● Task goal
Reproduce each of the entries below word for word, with every line unchanged.

[Location labeling entries]
- - -

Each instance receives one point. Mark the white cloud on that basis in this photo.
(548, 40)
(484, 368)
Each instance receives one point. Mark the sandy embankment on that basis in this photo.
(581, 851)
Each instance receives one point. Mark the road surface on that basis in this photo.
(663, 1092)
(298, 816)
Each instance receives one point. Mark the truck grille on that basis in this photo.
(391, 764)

- - -

● Task solution
Each instance receives one point. Mark the white cloud on that basis in this photo.
(548, 40)
(484, 368)
Each instance receives one point. Mark the sandy embankment on that basis in this photo.
(581, 851)
Each instance receives one point. Mark the road surface on that basis in this photo.
(663, 1092)
(298, 816)
Each instance receives one point. Mark the truck grille on that basis in this photo.
(391, 764)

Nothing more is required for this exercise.